## WHAT THE EXERCISE ASKS
What appears from the first line of the data below through the line containing "53L288 58L339 237L288", both included, should be copied exactly, and nothing else.

Dataset records:
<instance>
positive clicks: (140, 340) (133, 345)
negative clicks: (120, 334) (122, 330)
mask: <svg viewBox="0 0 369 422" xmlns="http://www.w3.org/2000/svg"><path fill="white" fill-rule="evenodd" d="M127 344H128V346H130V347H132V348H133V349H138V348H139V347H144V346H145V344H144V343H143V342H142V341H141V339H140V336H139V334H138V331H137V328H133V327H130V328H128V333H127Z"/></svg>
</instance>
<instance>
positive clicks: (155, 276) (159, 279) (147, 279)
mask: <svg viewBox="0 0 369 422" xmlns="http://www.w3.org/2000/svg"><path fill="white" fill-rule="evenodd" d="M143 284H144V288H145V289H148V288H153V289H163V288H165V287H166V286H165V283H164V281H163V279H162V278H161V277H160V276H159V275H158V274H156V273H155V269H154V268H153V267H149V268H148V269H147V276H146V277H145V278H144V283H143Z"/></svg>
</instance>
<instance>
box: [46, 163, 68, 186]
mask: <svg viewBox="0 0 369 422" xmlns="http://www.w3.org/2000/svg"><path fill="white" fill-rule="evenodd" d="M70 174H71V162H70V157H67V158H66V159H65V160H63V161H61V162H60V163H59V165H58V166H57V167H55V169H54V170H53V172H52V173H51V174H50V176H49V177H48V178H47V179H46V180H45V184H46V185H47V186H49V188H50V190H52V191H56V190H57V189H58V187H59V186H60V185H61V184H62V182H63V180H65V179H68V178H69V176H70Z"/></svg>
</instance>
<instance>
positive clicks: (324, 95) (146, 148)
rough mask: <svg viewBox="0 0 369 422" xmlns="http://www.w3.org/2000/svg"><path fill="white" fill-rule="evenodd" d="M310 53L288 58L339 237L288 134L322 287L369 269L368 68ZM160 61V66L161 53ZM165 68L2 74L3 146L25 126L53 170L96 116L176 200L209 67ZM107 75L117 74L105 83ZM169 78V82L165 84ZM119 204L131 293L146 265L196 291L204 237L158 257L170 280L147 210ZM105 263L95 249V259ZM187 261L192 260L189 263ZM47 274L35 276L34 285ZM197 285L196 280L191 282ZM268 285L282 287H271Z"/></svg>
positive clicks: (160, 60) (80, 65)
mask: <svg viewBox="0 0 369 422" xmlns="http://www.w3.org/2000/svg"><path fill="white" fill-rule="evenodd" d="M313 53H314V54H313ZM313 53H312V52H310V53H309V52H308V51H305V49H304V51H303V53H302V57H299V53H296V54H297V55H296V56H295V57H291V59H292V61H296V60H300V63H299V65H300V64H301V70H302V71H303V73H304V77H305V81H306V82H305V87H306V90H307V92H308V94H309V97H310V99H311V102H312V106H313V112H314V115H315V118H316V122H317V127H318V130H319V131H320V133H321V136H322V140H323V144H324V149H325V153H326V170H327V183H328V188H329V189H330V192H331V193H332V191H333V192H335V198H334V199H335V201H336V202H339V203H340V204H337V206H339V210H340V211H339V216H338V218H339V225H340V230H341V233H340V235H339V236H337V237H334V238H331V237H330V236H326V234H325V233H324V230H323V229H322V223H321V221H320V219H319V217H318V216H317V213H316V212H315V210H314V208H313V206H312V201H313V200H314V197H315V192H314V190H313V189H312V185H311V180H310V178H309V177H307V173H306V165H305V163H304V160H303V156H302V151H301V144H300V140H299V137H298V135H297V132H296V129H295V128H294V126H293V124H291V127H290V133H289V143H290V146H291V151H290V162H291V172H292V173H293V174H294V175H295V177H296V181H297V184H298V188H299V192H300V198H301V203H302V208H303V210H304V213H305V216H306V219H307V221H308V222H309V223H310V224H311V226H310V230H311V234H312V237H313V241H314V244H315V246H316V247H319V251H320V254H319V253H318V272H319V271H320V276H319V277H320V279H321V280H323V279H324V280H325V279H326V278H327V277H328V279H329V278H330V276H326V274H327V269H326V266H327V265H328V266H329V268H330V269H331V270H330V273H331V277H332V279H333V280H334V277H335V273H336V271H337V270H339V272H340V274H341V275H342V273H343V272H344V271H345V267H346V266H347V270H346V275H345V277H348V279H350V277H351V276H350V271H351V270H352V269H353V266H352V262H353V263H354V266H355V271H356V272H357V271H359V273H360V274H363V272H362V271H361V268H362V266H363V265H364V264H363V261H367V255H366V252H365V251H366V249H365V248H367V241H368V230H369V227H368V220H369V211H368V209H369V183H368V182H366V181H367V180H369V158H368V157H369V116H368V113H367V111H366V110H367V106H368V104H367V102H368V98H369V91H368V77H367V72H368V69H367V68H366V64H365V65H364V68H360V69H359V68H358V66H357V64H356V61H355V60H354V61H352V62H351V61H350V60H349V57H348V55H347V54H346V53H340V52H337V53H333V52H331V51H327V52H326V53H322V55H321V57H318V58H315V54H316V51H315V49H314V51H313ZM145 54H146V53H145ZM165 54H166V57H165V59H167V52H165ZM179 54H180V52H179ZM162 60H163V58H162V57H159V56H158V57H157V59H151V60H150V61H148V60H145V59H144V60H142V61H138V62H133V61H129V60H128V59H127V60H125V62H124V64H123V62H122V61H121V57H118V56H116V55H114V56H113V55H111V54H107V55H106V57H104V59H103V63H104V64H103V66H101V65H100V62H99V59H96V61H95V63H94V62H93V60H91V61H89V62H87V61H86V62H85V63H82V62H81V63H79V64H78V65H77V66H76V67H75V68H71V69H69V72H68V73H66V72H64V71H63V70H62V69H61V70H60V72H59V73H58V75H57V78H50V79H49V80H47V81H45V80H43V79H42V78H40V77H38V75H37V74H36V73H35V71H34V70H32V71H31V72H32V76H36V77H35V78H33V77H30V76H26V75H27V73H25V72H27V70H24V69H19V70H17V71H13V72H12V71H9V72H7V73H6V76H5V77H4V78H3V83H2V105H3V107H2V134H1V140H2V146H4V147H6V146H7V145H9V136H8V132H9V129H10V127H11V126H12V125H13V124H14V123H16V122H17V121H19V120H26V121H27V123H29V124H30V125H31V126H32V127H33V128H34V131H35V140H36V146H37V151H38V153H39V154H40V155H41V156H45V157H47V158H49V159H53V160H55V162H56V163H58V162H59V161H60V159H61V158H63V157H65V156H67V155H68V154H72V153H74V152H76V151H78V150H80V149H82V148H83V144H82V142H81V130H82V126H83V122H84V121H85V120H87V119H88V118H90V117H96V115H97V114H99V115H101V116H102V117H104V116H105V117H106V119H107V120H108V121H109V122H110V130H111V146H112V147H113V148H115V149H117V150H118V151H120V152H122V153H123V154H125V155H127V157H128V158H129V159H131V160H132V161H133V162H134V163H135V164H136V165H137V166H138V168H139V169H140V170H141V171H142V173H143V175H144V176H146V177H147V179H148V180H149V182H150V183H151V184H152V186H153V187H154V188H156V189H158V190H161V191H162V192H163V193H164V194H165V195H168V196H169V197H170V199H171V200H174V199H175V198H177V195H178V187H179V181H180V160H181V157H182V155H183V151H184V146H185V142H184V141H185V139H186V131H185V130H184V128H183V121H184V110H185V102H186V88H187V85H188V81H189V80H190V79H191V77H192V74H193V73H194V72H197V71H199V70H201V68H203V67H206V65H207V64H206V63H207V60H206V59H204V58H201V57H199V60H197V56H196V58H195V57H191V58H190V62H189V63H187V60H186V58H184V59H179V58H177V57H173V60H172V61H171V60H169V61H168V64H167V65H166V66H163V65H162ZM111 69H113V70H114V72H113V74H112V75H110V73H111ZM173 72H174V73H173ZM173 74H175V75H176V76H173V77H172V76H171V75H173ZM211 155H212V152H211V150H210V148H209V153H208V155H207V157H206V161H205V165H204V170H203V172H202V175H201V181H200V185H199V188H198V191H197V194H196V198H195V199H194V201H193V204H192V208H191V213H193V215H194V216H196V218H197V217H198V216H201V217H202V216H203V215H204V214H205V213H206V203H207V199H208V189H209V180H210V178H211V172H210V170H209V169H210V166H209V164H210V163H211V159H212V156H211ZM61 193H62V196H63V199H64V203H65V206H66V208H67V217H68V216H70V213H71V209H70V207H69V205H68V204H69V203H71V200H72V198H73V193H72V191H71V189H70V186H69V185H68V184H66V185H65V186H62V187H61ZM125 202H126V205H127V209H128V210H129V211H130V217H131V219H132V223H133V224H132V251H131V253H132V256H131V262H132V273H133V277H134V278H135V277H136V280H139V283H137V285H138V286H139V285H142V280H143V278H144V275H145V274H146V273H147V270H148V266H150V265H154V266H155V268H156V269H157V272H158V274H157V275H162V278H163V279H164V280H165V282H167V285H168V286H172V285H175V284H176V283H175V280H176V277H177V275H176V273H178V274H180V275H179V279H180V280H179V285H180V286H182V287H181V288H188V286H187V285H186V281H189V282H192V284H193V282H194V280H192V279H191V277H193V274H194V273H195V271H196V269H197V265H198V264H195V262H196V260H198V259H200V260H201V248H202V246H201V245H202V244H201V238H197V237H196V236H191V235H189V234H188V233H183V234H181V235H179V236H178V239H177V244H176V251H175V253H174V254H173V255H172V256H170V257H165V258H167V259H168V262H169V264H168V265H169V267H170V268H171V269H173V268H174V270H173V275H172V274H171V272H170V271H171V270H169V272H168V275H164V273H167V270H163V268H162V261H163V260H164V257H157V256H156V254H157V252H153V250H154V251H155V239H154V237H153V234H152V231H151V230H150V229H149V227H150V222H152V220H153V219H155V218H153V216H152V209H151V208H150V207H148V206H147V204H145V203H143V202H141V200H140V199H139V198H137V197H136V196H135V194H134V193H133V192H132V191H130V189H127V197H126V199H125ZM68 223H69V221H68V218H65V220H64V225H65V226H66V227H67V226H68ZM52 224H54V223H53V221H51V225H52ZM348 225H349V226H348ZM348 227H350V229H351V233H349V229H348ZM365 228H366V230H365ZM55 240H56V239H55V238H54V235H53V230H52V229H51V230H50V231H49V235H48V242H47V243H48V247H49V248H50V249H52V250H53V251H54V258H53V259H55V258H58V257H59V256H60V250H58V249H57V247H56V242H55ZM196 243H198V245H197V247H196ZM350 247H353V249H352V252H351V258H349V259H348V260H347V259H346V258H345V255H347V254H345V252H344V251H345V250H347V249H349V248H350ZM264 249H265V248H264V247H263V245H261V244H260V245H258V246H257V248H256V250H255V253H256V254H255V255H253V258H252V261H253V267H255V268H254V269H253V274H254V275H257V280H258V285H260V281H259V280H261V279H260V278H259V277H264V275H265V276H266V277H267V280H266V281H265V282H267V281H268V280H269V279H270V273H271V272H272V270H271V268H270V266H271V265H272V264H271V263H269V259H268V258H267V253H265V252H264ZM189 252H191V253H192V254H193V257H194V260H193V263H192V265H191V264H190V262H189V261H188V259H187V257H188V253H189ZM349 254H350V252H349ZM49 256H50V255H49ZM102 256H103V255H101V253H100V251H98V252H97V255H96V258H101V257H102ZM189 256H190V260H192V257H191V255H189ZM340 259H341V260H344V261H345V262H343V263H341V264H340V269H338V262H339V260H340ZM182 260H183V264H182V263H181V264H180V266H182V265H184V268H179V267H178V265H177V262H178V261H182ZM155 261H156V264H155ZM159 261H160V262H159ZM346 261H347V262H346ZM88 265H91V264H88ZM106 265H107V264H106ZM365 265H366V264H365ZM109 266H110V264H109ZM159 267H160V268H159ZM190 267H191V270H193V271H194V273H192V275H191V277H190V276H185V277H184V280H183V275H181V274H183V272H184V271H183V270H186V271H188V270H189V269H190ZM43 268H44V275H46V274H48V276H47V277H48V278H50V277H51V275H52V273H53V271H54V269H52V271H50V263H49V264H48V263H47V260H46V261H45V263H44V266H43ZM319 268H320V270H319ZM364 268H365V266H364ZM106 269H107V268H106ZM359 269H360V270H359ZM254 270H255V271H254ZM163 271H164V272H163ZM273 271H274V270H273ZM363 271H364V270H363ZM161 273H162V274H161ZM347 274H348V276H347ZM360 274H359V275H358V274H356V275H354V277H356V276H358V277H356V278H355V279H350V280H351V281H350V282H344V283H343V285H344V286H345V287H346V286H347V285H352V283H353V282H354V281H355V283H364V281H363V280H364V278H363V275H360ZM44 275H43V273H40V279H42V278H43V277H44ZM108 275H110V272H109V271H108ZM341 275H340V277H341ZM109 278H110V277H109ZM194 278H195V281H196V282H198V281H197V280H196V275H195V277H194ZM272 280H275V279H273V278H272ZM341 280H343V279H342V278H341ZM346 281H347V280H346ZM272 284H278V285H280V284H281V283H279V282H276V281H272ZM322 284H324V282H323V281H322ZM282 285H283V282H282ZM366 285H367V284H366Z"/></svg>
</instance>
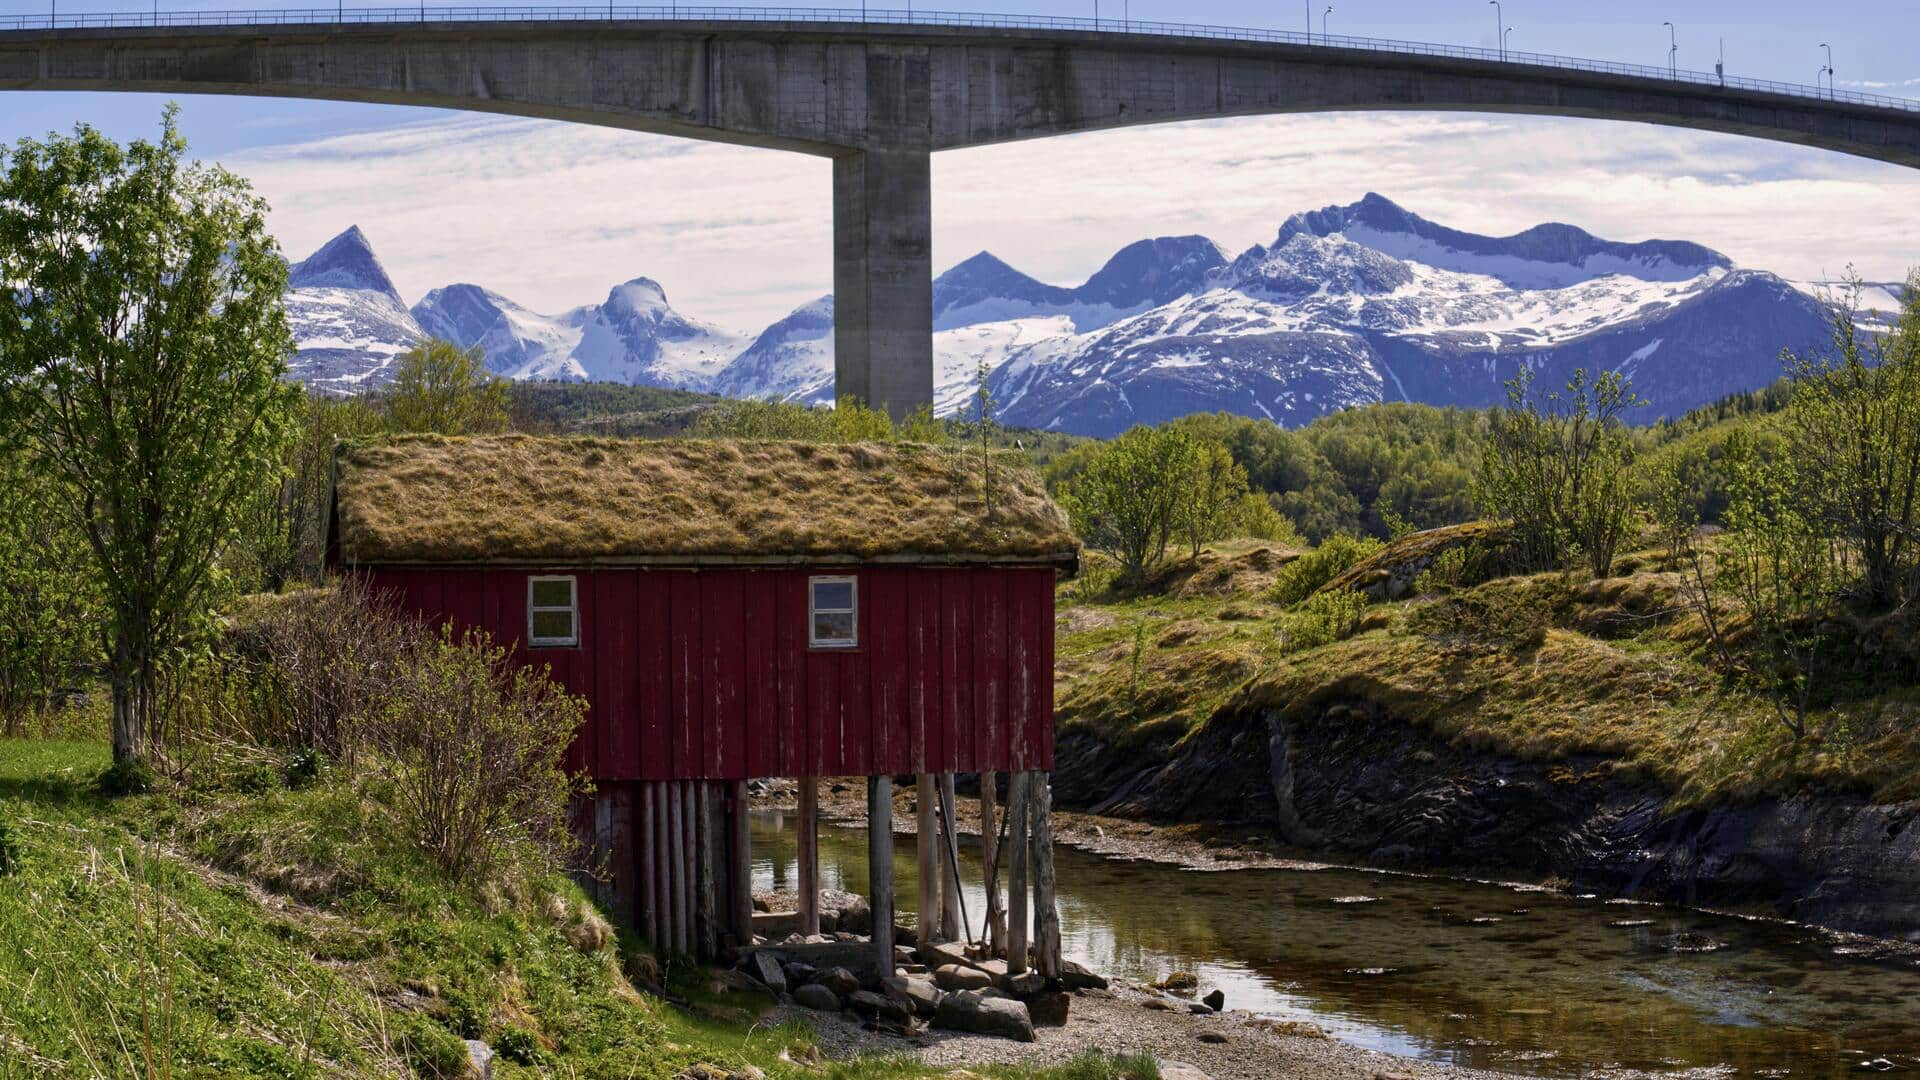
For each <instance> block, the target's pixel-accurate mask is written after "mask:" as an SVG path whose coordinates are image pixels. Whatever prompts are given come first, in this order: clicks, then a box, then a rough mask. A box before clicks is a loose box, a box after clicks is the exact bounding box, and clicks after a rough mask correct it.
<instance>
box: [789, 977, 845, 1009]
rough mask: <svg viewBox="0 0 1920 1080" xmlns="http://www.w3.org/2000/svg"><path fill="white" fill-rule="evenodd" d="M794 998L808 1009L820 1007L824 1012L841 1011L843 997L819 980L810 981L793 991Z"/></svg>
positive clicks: (818, 1008) (795, 1000)
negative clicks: (809, 981)
mask: <svg viewBox="0 0 1920 1080" xmlns="http://www.w3.org/2000/svg"><path fill="white" fill-rule="evenodd" d="M793 999H795V1001H797V1003H801V1005H806V1007H808V1009H820V1011H822V1013H839V1007H841V999H839V994H833V992H831V990H828V988H826V986H820V984H818V982H808V984H806V986H803V988H799V990H795V992H793Z"/></svg>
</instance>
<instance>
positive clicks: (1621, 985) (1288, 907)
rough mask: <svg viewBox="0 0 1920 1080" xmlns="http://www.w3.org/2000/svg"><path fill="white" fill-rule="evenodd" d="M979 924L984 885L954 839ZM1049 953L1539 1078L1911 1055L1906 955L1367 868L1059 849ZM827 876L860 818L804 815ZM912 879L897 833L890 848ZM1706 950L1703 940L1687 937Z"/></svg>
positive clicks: (1909, 1055)
mask: <svg viewBox="0 0 1920 1080" xmlns="http://www.w3.org/2000/svg"><path fill="white" fill-rule="evenodd" d="M964 861H966V878H968V880H970V882H972V884H968V890H966V892H968V911H970V915H972V917H973V922H975V926H977V924H979V919H981V909H983V899H985V894H983V892H981V888H979V865H977V861H975V859H973V857H972V853H964ZM1056 861H1058V869H1060V926H1062V940H1064V945H1066V951H1068V953H1069V955H1073V957H1077V959H1081V961H1085V963H1087V965H1091V967H1094V969H1096V970H1102V972H1108V974H1117V976H1121V978H1131V980H1152V978H1158V976H1164V974H1167V972H1169V970H1175V969H1179V970H1192V972H1196V974H1198V976H1200V982H1202V984H1204V986H1219V988H1221V990H1225V992H1227V1003H1229V1007H1231V1009H1246V1011H1250V1013H1258V1015H1263V1017H1273V1019H1283V1020H1311V1022H1315V1024H1319V1026H1321V1028H1325V1030H1329V1032H1331V1034H1332V1036H1334V1038H1340V1040H1346V1042H1352V1043H1359V1045H1367V1047H1373V1049H1384V1051H1392V1053H1402V1055H1411V1057H1425V1059H1432V1061H1450V1063H1459V1065H1473V1067H1480V1068H1507V1070H1517V1072H1528V1074H1544V1076H1582V1074H1592V1072H1596V1070H1609V1068H1611V1070H1653V1072H1672V1070H1692V1068H1715V1074H1734V1076H1789V1074H1791V1076H1845V1074H1855V1076H1857V1074H1860V1072H1862V1063H1866V1061H1872V1059H1887V1063H1891V1065H1897V1067H1901V1068H1903V1070H1910V1068H1920V969H1914V967H1912V965H1910V963H1905V961H1901V963H1870V961H1862V959H1855V957H1849V955H1841V953H1839V951H1836V942H1832V940H1830V938H1826V936H1822V934H1818V932H1811V930H1803V928H1793V926H1780V924H1774V922H1753V920H1741V919H1726V917H1713V915H1703V913H1692V911H1674V909H1665V907H1649V905H1624V903H1607V901H1597V899H1578V897H1565V896H1557V894H1542V892H1534V890H1517V888H1505V886H1494V884H1478V882H1450V880H1434V878H1411V876H1394V874H1369V872H1363V871H1229V872H1204V874H1202V872H1188V871H1181V869H1175V867H1164V865H1154V863H1117V861H1108V859H1100V857H1096V855H1089V853H1083V851H1075V849H1068V847H1062V849H1060V851H1058V853H1056ZM820 876H822V884H824V886H826V888H843V890H849V892H858V894H866V836H864V832H858V830H847V828H826V826H824V828H822V836H820ZM793 880H795V867H793V828H791V819H789V817H785V815H780V813H766V815H758V817H756V824H755V888H762V890H764V888H791V882H793ZM895 892H897V896H899V897H900V899H904V903H906V905H910V903H912V897H914V844H912V838H906V836H902V838H900V840H899V844H897V849H895ZM1693 949H1703V951H1693Z"/></svg>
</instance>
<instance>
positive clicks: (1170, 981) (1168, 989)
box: [1154, 970, 1200, 994]
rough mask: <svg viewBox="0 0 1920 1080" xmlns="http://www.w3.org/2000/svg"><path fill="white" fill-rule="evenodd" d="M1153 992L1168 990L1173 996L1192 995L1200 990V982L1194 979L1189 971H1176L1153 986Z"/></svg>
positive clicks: (1193, 974) (1183, 970)
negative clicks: (1197, 991) (1179, 994)
mask: <svg viewBox="0 0 1920 1080" xmlns="http://www.w3.org/2000/svg"><path fill="white" fill-rule="evenodd" d="M1154 990H1169V992H1173V994H1192V992H1194V990H1200V980H1198V978H1194V972H1190V970H1177V972H1173V974H1169V976H1165V978H1162V980H1160V982H1156V984H1154Z"/></svg>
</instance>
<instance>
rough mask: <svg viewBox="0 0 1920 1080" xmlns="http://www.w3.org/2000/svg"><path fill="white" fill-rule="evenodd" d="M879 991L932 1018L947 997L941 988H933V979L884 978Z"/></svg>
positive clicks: (901, 977) (925, 1016)
mask: <svg viewBox="0 0 1920 1080" xmlns="http://www.w3.org/2000/svg"><path fill="white" fill-rule="evenodd" d="M879 990H881V992H883V994H885V995H887V997H893V999H895V1001H900V1003H904V1005H906V1007H908V1009H912V1011H914V1013H918V1015H922V1017H931V1015H933V1013H935V1011H939V1007H941V997H945V994H941V988H939V986H933V980H931V978H906V976H895V978H883V980H879Z"/></svg>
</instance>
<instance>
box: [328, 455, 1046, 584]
mask: <svg viewBox="0 0 1920 1080" xmlns="http://www.w3.org/2000/svg"><path fill="white" fill-rule="evenodd" d="M338 498H340V540H342V552H344V555H346V557H348V559H349V561H359V563H376V561H492V559H530V561H538V559H547V561H557V559H603V557H605V559H611V557H647V555H668V557H674V555H685V557H697V555H728V557H755V555H776V557H778V555H851V557H881V555H924V557H1010V559H1041V557H1062V555H1071V553H1073V552H1075V550H1077V544H1075V540H1073V534H1071V532H1069V528H1068V523H1066V517H1064V515H1062V513H1060V509H1058V507H1056V505H1054V502H1052V500H1050V498H1048V496H1046V490H1044V486H1043V484H1041V479H1039V475H1037V473H1035V471H1033V467H1031V465H1027V463H1025V461H1023V457H1021V455H1020V454H1016V452H996V454H995V463H993V488H991V500H993V505H991V511H989V505H987V498H985V492H983V479H981V469H979V454H977V452H966V450H954V448H935V446H918V444H806V442H732V440H611V438H532V436H497V438H445V436H405V438H396V440H390V442H378V444H369V446H359V448H351V450H348V452H344V454H342V457H340V488H338Z"/></svg>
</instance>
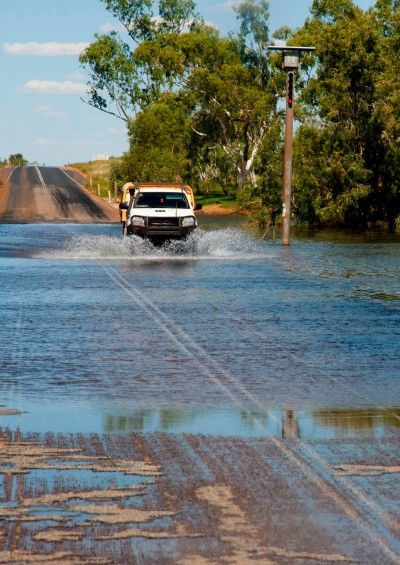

## TASK RESPONSE
<instance>
positive clicks: (140, 340) (133, 345)
negative clicks: (120, 334) (122, 330)
mask: <svg viewBox="0 0 369 422" xmlns="http://www.w3.org/2000/svg"><path fill="white" fill-rule="evenodd" d="M127 344H128V346H130V347H132V348H133V349H138V348H139V347H144V346H145V344H144V343H143V342H142V341H141V339H140V336H139V334H138V331H137V328H133V327H130V328H128V333H127Z"/></svg>
</instance>
<instance>
positive clicks: (155, 276) (159, 279) (147, 279)
mask: <svg viewBox="0 0 369 422" xmlns="http://www.w3.org/2000/svg"><path fill="white" fill-rule="evenodd" d="M143 284H144V288H145V289H148V288H153V289H163V288H165V287H166V286H165V283H164V281H163V279H162V278H161V277H160V276H159V275H158V274H156V273H155V269H154V268H153V267H149V268H148V269H147V276H146V277H145V278H144V283H143Z"/></svg>
</instance>
<instance>
box: [46, 163, 68, 186]
mask: <svg viewBox="0 0 369 422" xmlns="http://www.w3.org/2000/svg"><path fill="white" fill-rule="evenodd" d="M70 174H71V162H70V157H67V158H66V159H65V160H63V161H61V162H60V163H59V165H58V166H57V167H55V169H54V170H53V172H52V173H51V174H50V176H49V177H48V178H47V179H46V180H45V184H46V185H47V186H49V188H50V190H52V191H56V190H57V189H58V187H59V186H60V185H61V184H62V182H63V180H65V179H68V178H69V176H70Z"/></svg>
</instance>
<instance>
positive clicks: (324, 95) (146, 148)
rough mask: <svg viewBox="0 0 369 422" xmlns="http://www.w3.org/2000/svg"><path fill="white" fill-rule="evenodd" d="M310 53L288 58L339 237L288 134L322 287L369 269L368 68ZM160 61V66L161 53ZM165 68L2 74L3 146L25 126L53 170L96 116L176 200L209 67ZM107 75L117 74L105 83ZM169 78V82L165 84ZM119 204L131 293L146 265L196 291L204 237L158 257L170 280L147 210ZM105 263L95 249V259ZM187 261L192 260L189 263ZM47 274L35 276L34 285ZM197 285L196 280L191 282ZM268 285L282 287H271Z"/></svg>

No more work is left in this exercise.